Consigne => Recopie le texte sur la BCE en commençant par « Certains membres du » et en allant jusqu'à « la politique monétaire. ». Change au passage « Conseil des gouverneurs » en « Comité des gouverneurs ».

Texte =>
'''
L'inflation va-t-elle durer ou pas ? Conflit à la BCE entre "faucons" et "colombes"

Certains membres du Conseil des gouverneurs ont estimé qu'un "scénario d'inflation 'plus élevée pendant plus longtemps' ne pouvait être exclu", souligne leur dernier compte-rendu de réunion. Un discours qui contraste avec le narratif de l'institution selon lequel la hausse actuelle devrait être temporaire.
Jérôme Cristiani
(Crédits : Reuters)

Que se passe-t-il à la BCE ? Sur l'inflation, la position de la présidente de la BCE Christine Lagarde semble bien différente de celle publiée ce jeudi par le Conseil des gouverneurs de la Banque centrale européenne (BCE), organe de décision suprême de l'institution - qu'elle dirige, donc -, qui fixe les taux d'intérêt et conduit la politique monétaire.

Pour mémoire, ce Conseil des gouverneurs est composé des six membres du directoire de la BCE, dont Christine Lagarde, et des gouverneurs des dix-neuf banques centrales nationales des pays de la zone euro.

Ainsi, ce jeudi, on voit d'abord Christine Lagarde assurer que l'inflation va baisser rapidement. Elle était l'invitée de France Inter ce matin, et à la question qui lui était posée d'emblée, sur l'inflation ("Est-ce que les prix vont continuer à augmenter dans les prochaines semaines, les prochains mois?", lui demandait bille en tête Nicolas Demorand): elle assurait, après un long détour pédagogique sur les causes de cette flambée des prix, que l'inflation ne durerait pas:

"Nous [la BCE], nous considérons que, pendant l'année 2022, ça va se stabiliser et baisser graduellement au cours de l'année 2022. Ça va baisser moins que ce que les économistes, tous les économistes, avaient envisagé il y un an, mais ça va baisser", a-t-elle affirmé ce matin sur France Inter. "Sans doute à 3,2% sur l'ensemble de l'année [contre 5% en moyenne sur la zone euro en 2021, Ndlr]."

|Lire : Réforme des critères de Maastricht sur les déficits publics: Lagarde sur la ligne de l'Allemagne ?
'''
Données extraites =>
'''
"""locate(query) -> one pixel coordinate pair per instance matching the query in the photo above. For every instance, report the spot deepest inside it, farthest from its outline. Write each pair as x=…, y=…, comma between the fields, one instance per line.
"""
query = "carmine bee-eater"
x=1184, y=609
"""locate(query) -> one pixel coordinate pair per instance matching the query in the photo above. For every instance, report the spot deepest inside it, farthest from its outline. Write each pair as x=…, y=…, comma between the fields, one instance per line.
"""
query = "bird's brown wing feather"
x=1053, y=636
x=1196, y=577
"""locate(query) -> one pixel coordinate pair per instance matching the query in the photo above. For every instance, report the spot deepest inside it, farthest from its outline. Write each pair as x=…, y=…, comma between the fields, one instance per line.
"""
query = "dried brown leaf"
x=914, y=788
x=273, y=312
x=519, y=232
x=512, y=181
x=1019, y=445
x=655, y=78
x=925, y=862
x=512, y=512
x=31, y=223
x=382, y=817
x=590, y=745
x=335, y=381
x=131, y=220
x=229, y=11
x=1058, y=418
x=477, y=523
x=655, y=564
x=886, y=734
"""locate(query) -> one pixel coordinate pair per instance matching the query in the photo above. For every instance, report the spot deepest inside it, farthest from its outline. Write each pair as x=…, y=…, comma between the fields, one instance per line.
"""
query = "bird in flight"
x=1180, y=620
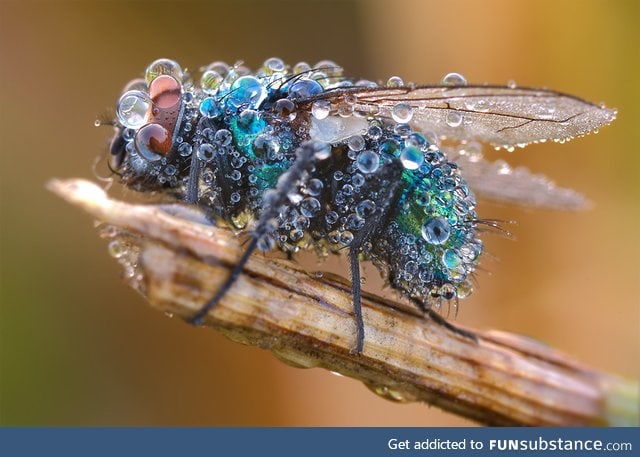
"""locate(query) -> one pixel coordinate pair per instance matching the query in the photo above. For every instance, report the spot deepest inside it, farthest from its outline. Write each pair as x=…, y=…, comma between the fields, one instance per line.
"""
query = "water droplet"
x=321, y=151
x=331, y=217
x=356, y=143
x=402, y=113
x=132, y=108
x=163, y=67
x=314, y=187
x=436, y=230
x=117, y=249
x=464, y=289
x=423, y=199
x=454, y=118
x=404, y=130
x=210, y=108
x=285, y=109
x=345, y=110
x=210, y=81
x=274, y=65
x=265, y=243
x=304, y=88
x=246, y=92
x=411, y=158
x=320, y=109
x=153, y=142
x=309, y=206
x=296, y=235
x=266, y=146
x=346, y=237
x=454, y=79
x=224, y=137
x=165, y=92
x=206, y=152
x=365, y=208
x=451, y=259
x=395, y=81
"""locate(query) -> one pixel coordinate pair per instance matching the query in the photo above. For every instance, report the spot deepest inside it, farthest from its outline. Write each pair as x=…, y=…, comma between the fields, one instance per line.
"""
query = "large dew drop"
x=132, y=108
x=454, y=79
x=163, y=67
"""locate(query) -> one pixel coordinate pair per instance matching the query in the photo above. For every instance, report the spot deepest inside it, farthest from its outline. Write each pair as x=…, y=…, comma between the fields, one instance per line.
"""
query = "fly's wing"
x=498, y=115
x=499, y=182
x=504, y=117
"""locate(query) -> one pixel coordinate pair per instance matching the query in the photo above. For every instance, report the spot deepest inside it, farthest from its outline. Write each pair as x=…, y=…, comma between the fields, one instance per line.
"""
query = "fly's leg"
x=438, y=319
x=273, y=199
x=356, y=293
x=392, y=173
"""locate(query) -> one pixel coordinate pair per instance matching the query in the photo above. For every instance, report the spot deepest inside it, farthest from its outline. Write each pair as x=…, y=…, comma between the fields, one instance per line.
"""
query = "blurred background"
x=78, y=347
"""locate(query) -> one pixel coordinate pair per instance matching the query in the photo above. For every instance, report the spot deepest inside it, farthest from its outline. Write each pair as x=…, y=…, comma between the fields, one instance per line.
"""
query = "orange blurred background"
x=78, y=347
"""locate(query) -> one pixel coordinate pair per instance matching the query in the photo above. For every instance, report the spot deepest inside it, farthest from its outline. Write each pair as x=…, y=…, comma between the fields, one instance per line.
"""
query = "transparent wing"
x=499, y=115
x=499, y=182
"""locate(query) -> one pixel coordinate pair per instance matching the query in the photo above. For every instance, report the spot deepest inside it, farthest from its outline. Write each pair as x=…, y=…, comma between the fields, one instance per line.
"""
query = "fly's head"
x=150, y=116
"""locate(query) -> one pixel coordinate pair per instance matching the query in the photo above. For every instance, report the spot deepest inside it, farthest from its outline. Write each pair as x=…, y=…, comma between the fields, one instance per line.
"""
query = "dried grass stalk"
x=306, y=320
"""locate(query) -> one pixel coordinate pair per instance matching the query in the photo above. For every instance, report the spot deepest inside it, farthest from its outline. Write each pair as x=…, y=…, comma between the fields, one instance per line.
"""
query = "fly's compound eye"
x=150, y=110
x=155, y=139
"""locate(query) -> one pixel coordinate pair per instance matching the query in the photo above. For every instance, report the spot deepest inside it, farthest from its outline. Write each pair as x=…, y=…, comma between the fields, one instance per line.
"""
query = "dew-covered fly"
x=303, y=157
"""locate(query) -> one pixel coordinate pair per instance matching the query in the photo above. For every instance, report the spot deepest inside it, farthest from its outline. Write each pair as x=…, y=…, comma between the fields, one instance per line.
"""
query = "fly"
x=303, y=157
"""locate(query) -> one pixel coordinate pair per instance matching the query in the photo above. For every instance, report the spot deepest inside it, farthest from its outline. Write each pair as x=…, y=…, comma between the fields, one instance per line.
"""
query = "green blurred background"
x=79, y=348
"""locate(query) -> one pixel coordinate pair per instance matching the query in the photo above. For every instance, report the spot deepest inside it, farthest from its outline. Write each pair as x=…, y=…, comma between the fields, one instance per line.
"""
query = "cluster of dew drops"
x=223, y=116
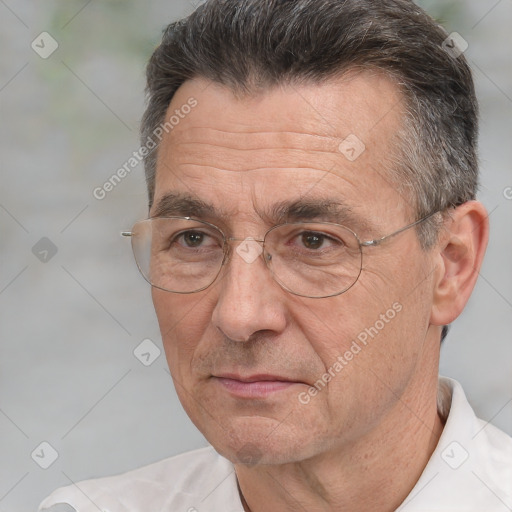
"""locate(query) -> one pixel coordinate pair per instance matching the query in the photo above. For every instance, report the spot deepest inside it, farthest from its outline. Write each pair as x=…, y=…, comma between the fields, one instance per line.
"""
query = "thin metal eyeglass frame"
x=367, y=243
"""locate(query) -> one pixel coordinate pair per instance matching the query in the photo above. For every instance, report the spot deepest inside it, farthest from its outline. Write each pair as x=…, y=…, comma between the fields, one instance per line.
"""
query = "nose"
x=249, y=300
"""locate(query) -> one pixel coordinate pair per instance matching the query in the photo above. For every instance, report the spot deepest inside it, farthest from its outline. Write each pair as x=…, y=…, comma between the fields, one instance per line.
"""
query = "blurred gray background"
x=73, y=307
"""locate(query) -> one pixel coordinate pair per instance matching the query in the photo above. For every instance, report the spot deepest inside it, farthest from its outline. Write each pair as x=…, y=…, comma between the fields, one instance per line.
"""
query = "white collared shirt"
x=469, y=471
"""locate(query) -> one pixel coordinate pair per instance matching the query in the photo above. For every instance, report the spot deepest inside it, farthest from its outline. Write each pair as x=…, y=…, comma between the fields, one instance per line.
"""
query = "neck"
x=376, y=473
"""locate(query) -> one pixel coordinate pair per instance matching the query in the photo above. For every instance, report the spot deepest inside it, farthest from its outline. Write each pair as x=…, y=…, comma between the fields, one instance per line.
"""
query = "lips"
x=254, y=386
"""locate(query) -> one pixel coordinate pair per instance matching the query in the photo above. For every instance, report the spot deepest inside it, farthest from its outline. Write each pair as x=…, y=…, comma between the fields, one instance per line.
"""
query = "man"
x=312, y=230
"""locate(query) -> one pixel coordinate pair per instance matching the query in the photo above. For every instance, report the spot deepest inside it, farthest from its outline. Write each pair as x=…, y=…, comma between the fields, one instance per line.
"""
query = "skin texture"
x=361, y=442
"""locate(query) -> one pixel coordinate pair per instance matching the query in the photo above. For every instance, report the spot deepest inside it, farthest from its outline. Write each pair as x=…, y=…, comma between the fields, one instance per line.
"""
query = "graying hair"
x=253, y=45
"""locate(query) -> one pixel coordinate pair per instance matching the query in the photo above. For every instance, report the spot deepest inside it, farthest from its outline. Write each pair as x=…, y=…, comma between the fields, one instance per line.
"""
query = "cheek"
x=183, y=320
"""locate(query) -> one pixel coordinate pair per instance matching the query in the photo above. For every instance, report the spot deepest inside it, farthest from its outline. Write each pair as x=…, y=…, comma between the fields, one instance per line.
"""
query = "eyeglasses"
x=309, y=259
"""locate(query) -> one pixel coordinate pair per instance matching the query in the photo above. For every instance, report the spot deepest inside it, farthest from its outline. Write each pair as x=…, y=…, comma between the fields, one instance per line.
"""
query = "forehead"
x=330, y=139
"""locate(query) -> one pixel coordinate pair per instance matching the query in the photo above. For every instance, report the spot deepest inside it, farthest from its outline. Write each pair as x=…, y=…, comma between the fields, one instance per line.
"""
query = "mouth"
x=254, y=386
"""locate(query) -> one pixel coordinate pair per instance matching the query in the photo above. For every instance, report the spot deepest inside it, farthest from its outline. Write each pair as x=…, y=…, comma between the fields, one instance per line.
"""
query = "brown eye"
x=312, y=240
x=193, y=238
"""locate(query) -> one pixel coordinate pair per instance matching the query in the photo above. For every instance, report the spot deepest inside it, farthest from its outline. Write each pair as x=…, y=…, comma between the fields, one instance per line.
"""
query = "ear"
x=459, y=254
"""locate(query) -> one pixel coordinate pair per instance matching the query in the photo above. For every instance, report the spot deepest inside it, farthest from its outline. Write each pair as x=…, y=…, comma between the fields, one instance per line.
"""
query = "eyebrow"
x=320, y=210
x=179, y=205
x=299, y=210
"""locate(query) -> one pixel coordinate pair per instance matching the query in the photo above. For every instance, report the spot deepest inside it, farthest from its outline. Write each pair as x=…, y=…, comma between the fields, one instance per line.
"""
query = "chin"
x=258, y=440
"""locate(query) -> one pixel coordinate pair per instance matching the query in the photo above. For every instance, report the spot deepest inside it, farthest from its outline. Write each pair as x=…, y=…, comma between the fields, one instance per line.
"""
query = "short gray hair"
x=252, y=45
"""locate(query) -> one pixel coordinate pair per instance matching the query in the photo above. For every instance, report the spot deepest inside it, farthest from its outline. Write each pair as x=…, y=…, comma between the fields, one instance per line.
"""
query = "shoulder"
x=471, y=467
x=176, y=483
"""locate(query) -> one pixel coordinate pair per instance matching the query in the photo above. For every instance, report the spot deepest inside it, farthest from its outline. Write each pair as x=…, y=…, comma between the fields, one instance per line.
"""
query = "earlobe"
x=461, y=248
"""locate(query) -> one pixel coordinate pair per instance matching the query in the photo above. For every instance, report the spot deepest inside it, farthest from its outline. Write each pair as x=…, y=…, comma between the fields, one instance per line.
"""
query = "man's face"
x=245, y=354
'''
Corrigé =>
Certains membres du Comité des gouverneurs ont estimé qu'un "scénario d'inflation 'plus élevée pendant plus longtemps' ne pouvait être exclu", souligne leur dernier compte-rendu de réunion. Un discours qui contraste avec le narratif de l'institution selon lequel la hausse actuelle devrait être temporaire.
Jérôme Cristiani
(Crédits : Reuters)

Que se passe-t-il à la BCE ? Sur l'inflation, la position de la présidente de la BCE Christine Lagarde semble bien différente de celle publiée ce jeudi par le Comité des gouverneurs de la Banque centrale européenne (BCE), organe de décision suprême de l'institution - qu'elle dirige, donc -, qui fixe les taux d'intérêt et conduit la politique monétaire.